Reproduce the listing below word for word, from its first line up to and including the line that contains "M 157 21 L 165".

# [Items]

+++++

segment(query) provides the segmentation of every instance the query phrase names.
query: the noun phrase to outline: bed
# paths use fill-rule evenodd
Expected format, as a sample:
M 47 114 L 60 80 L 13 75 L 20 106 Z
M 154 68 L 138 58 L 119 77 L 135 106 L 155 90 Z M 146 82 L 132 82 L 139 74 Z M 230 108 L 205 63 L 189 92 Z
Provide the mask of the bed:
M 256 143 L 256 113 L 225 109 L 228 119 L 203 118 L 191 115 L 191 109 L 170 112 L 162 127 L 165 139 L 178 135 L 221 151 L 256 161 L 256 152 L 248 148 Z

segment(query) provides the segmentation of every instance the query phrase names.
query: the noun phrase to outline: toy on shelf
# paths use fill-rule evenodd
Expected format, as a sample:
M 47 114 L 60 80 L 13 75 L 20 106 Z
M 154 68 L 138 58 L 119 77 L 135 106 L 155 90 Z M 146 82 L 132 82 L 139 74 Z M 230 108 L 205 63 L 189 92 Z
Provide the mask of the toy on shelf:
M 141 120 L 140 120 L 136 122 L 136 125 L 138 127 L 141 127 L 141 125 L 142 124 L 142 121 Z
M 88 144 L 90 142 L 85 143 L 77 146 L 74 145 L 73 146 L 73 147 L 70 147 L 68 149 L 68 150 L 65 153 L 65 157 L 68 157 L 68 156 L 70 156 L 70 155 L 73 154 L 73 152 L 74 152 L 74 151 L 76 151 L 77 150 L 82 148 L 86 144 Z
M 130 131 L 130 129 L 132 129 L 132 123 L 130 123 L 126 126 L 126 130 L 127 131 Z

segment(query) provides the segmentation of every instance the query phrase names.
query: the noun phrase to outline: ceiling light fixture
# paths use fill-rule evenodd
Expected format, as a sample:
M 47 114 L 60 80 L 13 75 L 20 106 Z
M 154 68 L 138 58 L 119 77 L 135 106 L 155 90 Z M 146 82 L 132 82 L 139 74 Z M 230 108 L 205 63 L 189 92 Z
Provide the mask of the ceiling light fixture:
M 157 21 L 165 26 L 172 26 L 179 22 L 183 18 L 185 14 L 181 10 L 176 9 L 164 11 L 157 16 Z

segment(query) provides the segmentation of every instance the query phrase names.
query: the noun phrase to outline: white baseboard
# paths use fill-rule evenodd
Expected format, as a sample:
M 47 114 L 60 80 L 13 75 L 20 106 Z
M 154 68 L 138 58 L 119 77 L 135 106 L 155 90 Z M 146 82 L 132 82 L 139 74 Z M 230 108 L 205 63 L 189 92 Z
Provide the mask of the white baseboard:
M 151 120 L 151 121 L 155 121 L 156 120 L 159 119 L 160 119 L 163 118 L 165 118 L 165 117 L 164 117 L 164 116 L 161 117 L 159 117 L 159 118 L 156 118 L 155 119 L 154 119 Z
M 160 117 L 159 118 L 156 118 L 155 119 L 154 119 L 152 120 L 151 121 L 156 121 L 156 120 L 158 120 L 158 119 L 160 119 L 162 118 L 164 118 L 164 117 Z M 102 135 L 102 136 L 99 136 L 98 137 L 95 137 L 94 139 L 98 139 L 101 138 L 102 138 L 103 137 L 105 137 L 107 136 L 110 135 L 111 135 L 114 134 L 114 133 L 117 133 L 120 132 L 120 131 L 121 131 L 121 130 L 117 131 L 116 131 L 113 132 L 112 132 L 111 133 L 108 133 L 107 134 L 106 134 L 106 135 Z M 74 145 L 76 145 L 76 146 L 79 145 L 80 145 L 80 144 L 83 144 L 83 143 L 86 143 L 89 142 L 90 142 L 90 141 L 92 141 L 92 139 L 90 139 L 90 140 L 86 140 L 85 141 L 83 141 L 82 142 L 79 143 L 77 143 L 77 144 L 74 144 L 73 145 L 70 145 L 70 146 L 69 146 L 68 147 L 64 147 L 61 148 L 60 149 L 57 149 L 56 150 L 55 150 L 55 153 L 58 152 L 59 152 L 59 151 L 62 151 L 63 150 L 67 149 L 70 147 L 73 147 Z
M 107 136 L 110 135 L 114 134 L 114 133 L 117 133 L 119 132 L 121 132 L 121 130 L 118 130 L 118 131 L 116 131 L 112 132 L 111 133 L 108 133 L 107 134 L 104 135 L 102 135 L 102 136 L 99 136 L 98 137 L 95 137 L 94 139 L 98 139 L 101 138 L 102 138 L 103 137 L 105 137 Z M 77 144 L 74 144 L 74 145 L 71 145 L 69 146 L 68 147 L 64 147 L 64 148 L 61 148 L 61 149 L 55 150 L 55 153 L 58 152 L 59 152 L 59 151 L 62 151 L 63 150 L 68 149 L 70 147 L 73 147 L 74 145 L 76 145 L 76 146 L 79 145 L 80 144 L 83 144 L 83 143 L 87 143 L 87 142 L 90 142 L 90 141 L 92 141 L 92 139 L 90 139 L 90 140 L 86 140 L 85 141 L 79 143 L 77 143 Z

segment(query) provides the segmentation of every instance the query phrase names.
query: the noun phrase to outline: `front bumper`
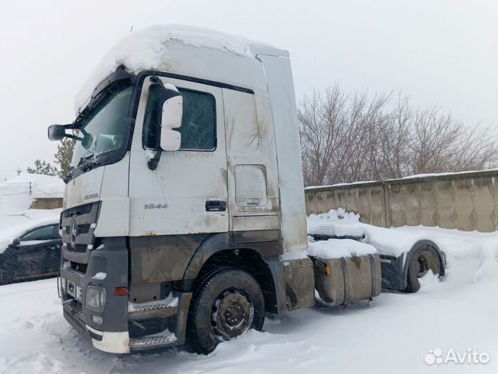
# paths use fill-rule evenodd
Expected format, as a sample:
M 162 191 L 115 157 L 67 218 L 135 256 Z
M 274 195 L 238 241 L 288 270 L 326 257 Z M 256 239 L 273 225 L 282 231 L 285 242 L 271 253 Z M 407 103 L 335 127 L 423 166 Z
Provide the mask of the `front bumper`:
M 130 337 L 127 331 L 109 332 L 96 330 L 78 318 L 73 310 L 66 305 L 64 305 L 64 317 L 97 349 L 109 353 L 130 353 Z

+++++

# [Answer to the exercise]
segment(query) provides the segmentation of every instance the query phrase names.
query: the noun phrase to outline: bed
# paths use fill-rule evenodd
Expected format, as a sample:
M 47 114 L 60 80 L 13 75 L 20 106 Z
M 154 68 L 138 58 L 119 77 L 135 106 L 155 90 Z M 146 82 L 132 82 L 139 74 Z M 230 108 L 205 63 L 189 92 Z
Provide the mask of the bed:
M 256 143 L 256 113 L 225 109 L 228 119 L 203 118 L 191 115 L 191 109 L 170 112 L 162 127 L 165 139 L 178 135 L 221 151 L 256 161 L 256 152 L 248 148 Z

segment(query) provides the segmentation of every instance the query phrase names.
query: the noun phrase to outline: toy on shelf
# paths use fill-rule evenodd
Expected format, as a sample:
M 47 114 L 60 80 L 13 75 L 20 106 Z
M 154 68 L 138 58 L 119 77 L 135 106 L 155 90 Z M 146 82 L 132 82 L 139 74 Z M 230 108 L 205 63 L 189 92 Z
Provide the mask of the toy on shelf:
M 141 120 L 140 120 L 136 122 L 136 125 L 138 127 L 141 127 L 141 125 L 142 124 L 142 121 Z
M 88 144 L 90 142 L 85 143 L 77 146 L 74 145 L 73 146 L 73 147 L 70 147 L 68 149 L 68 150 L 65 153 L 65 157 L 68 157 L 68 156 L 70 156 L 70 155 L 73 154 L 73 152 L 74 152 L 74 151 L 76 151 L 77 150 L 82 148 L 86 144 Z
M 130 131 L 130 129 L 132 129 L 132 123 L 130 123 L 126 126 L 126 130 L 127 131 Z

segment(query) provides the segmentation of every instance the query phrase names.
query: the noun phrase to outline: ceiling light fixture
# paths use fill-rule evenodd
Expected format, as a sample:
M 47 114 L 60 80 L 13 75 L 20 106 Z
M 154 68 L 138 58 L 119 77 L 135 106 L 155 90 Z M 146 82 L 132 82 L 139 74 Z M 230 108 L 205 63 L 189 92 Z
Provide the mask of the ceiling light fixture:
M 157 21 L 165 26 L 172 26 L 179 22 L 183 18 L 185 14 L 181 10 L 176 9 L 164 11 L 157 16 Z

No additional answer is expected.